begin

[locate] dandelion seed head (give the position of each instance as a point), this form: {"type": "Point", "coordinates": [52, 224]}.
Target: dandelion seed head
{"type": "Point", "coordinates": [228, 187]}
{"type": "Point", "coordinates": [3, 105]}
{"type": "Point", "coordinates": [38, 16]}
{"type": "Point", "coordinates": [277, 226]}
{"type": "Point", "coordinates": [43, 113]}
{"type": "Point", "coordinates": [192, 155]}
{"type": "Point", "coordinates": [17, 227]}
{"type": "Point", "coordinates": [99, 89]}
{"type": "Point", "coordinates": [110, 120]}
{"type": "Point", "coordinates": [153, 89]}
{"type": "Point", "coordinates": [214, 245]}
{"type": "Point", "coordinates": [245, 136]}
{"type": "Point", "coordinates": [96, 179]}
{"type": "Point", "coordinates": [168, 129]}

end

Copy the lines above again with "dandelion seed head" swapped for "dandelion clock" and nothing else altered.

[locate] dandelion clock (give the position of each instance as a point), this form: {"type": "Point", "coordinates": [52, 224]}.
Target: dandelion clock
{"type": "Point", "coordinates": [228, 187]}
{"type": "Point", "coordinates": [3, 105]}
{"type": "Point", "coordinates": [38, 16]}
{"type": "Point", "coordinates": [277, 226]}
{"type": "Point", "coordinates": [43, 113]}
{"type": "Point", "coordinates": [192, 155]}
{"type": "Point", "coordinates": [17, 227]}
{"type": "Point", "coordinates": [99, 89]}
{"type": "Point", "coordinates": [110, 120]}
{"type": "Point", "coordinates": [153, 89]}
{"type": "Point", "coordinates": [214, 245]}
{"type": "Point", "coordinates": [245, 136]}
{"type": "Point", "coordinates": [96, 179]}
{"type": "Point", "coordinates": [168, 129]}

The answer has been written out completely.